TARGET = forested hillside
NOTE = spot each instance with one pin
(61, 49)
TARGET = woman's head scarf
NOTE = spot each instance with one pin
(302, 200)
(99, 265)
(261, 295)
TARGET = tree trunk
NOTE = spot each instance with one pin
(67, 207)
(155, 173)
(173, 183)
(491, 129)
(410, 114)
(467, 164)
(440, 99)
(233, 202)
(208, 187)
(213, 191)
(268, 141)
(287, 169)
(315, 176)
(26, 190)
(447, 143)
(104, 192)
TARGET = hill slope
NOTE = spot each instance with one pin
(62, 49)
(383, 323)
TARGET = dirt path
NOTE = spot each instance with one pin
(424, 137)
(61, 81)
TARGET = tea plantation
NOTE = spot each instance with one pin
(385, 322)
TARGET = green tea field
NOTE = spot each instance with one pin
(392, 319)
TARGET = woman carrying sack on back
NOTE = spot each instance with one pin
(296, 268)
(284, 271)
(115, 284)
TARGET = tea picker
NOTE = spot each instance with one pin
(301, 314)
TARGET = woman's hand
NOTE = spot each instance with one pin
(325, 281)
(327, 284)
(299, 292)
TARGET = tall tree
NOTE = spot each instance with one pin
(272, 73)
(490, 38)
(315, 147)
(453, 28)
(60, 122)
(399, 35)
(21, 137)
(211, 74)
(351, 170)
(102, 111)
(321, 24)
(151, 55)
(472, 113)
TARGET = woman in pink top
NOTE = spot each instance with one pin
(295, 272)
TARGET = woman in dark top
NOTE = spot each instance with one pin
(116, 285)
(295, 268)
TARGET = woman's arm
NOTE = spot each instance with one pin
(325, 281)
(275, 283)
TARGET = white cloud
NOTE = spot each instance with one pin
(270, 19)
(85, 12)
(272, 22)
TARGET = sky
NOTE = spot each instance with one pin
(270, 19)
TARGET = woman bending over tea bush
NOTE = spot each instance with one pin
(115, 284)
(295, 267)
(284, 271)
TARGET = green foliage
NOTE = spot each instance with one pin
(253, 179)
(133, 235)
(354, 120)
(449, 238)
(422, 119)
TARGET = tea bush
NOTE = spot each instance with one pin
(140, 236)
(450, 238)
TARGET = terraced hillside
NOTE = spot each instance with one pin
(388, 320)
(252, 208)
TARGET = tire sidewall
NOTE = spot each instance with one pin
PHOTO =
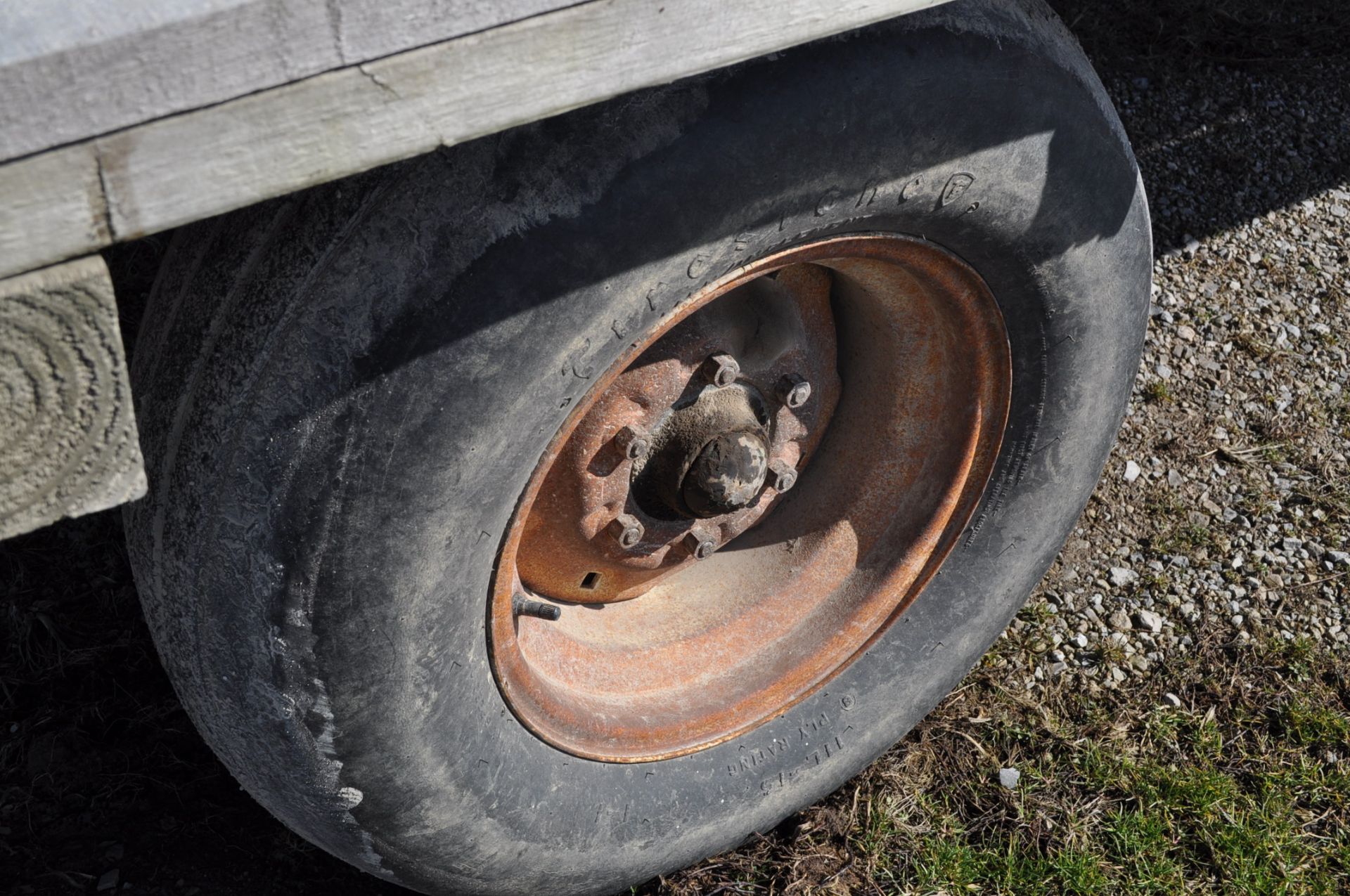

# # #

● REQUIRED WORK: Reproduce all the items above with every "one pin" swapped for "a single pin" and nothing else changed. Leave the pictures out.

● WRITTEN ANSWER:
TARGET = forested hillside
NOTE = spot each instance with a single pin
(61, 49)
TARGET = woman's head scarf
NOTE = spot each instance with a single pin
(302, 200)
(99, 265)
(261, 295)
TARGET = tree trunk
NOTE = spot each instance with a single pin
(67, 207)
(155, 173)
(173, 183)
(491, 129)
(410, 114)
(467, 164)
(440, 99)
(233, 202)
(208, 187)
(213, 191)
(268, 141)
(287, 169)
(315, 176)
(26, 190)
(447, 143)
(104, 192)
TARGET = hill slope
NOTE = spot each instance with a single pin
(62, 49)
(383, 323)
TARGET = dirt path
NOTE = spot each instance with a single pin
(424, 137)
(61, 81)
TARGET = tea plantation
NOTE = spot each instance with a single pin
(385, 322)
TARGET = green tea field
NOTE = spot each instance with a single pin
(392, 319)
TARGET = woman carrying sack on back
NOTE = spot each instance with a single pin
(296, 268)
(284, 271)
(115, 284)
TARGET = tea picker
NOTE = spot each instance with a single pin
(301, 314)
TARGET = woman's hand
NOTE = spot each instance with a single pin
(325, 281)
(327, 284)
(299, 292)
TARGET = tall tree
NOTE = spot each instance with a single pin
(272, 73)
(490, 38)
(315, 147)
(453, 28)
(60, 122)
(399, 35)
(21, 137)
(211, 74)
(351, 170)
(102, 111)
(321, 24)
(151, 55)
(472, 113)
TARGET = woman in pink top
NOTE = spot each instance with a single pin
(295, 272)
TARGET = woman in dark top
NOTE = spot each instance with a single pin
(116, 285)
(295, 268)
TARGET = woman's arm
NOTE = spot each instance with a single pin
(325, 281)
(275, 283)
TARGET = white cloud
NOTE = spot each instance with a single pin
(270, 19)
(85, 12)
(272, 22)
TARGET = sky
NOTE = spot each instance with a single pin
(270, 19)
TARGET = woman bending over tea bush
NOTE = spot each instance with a single pin
(115, 284)
(295, 267)
(284, 271)
TARGET = green foliage
NOTE = spot each instance with a single pin
(253, 179)
(133, 235)
(354, 120)
(449, 238)
(422, 119)
TARGET = tea bush
NOTE = spot each instance with a single pin
(140, 236)
(450, 238)
TARGET = terraced hillside
NOTE = spot each instance with a single pin
(388, 320)
(252, 208)
TARGET = tire sidewall
NOTE = spot each instance with a single pin
PHOTO =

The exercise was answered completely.